About this task: The answer should contain all of the data, retyped without any alteration.

Referring expression pointing data:
╔══

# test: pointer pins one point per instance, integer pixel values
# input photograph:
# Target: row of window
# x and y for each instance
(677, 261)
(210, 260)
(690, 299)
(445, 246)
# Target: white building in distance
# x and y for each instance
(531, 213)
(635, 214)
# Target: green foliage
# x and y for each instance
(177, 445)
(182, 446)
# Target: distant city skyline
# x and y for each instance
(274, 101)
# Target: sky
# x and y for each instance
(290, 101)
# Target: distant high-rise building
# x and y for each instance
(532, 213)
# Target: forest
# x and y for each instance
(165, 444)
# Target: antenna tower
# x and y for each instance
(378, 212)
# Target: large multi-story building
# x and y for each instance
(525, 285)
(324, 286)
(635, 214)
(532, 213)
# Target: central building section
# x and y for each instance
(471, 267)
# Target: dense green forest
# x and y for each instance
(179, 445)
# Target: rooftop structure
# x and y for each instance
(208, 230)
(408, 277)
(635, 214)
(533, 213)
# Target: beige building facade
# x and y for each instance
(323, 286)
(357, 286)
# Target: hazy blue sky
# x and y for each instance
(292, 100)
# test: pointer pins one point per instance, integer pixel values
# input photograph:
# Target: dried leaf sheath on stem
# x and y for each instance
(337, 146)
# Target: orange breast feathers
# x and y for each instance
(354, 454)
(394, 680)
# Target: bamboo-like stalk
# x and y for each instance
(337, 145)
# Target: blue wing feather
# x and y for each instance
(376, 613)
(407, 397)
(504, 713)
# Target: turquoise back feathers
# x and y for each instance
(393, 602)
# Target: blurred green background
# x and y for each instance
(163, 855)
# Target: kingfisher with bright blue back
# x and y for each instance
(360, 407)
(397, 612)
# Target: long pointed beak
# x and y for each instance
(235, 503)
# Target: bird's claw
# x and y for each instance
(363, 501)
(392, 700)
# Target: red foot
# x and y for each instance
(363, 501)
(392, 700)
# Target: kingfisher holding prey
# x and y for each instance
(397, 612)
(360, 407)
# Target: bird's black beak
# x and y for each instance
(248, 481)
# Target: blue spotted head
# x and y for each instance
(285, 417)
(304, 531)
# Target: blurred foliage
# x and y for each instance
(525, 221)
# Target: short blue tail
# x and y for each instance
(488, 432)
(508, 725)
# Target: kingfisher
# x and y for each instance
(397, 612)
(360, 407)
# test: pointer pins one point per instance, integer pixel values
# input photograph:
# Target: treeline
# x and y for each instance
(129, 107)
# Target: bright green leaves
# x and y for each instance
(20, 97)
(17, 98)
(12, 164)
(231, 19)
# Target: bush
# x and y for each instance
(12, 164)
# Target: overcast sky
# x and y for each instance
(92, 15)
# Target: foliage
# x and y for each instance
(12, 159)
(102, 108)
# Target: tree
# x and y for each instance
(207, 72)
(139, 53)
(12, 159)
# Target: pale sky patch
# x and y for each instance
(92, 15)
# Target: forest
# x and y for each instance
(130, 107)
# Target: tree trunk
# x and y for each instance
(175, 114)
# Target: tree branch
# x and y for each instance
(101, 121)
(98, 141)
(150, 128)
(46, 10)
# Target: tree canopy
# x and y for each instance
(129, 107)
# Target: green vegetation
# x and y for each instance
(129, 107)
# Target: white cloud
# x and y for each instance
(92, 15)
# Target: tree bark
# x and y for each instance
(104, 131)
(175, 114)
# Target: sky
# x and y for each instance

╚══

Finished exercise:
# test: pointer pins one point per instance, integer pixel values
# input photograph:
# Target: row of window
# x and y for each instance
(677, 261)
(210, 260)
(690, 299)
(445, 246)
# Target: white building in distance
# x and y for each instance
(531, 213)
(635, 214)
# Target: green foliage
# x and y for each instance
(177, 445)
(182, 446)
# Target: distant city skyline
# x and y for each instance
(274, 101)
# Target: sky
# x and y for each instance
(290, 101)
# Target: distant high-rise building
# x and y for each instance
(532, 213)
# Target: forest
# x and y for each instance
(165, 444)
# Target: antenna tower
# x and y for each instance
(378, 212)
# Target: large multi-story building
# x and y for each instance
(525, 285)
(324, 286)
(635, 214)
(532, 213)
# Target: central building section
# x and y for each instance
(471, 267)
# Target: dense green forest
# x and y for each instance
(179, 445)
# Target: rooftop structure
# x and y for each instance
(208, 230)
(408, 277)
(635, 214)
(533, 213)
# Target: beige building facade
# x and y for each instance
(323, 286)
(357, 286)
# Target: hazy blue sky
# x and y for each instance
(292, 100)
# test: pointer pins one point per instance, integer pixel values
# input photograph:
# Target: dried leaf sheath on stem
# x and y for each instance
(337, 146)
# Target: orange breast feathers
# x and y for each instance
(354, 454)
(394, 680)
# Target: bamboo-like stalk
# x and y for each instance
(337, 145)
# Target: blue wing feather
# x and y for each instance
(376, 613)
(407, 397)
(504, 713)
# Target: turquoise back feathers
# x and y for each instance
(393, 602)
# Target: blurred green background
# x and y for each instance
(163, 855)
# Target: kingfisher with bright blue back
# x and y for each instance
(360, 407)
(397, 612)
# Target: long pointed beak
# x and y for each instance
(235, 503)
# Target: bird's claw
# x and y for each instance
(363, 501)
(392, 700)
# Target: red foot
# x and y for each instance
(363, 501)
(392, 700)
# Target: kingfisher holding prey
# x and y for each instance
(397, 612)
(360, 407)
# Target: bird's black beak
# x and y for each instance
(248, 481)
# Target: blue spotted head
# x and y for each instance
(285, 417)
(304, 531)
# Target: blurred foliage
# x and y for each instance
(525, 221)
# Target: short blue tail
# x and y for each instance
(488, 432)
(508, 725)
# Target: kingfisher
# x and y for each instance
(397, 612)
(360, 407)
# test: pointer pins one point per instance, integer pixel values
# input photograph:
# Target: treeline
# x and y for each instance
(129, 107)
# Target: bright green leaves
# x and y for each instance
(20, 97)
(17, 98)
(12, 164)
(231, 19)
# Target: bush
# x and y for each instance
(12, 164)
# Target: overcast sky
# x and y for each instance
(92, 15)
# Target: foliage
# x and y for each instance
(12, 159)
(102, 108)
# Target: tree
# x and y for each instance
(207, 72)
(139, 53)
(12, 159)
# Target: pale sky patch
# x and y for each instance
(92, 15)
# Target: forest
# x and y for each instance
(130, 107)
# Target: tree trunk
# x and y for each instance
(175, 114)
# Target: tree branch
# x and y for each instance
(101, 121)
(98, 141)
(150, 128)
(46, 10)
# Target: tree canopy
# x and y for each instance
(129, 107)
# Target: green vegetation
# x and y for each instance
(129, 107)
# Target: white cloud
# x and y for each instance
(92, 15)
# Target: tree bark
# x and y for each instance
(104, 131)
(175, 114)
# Target: sky
# x and y for each instance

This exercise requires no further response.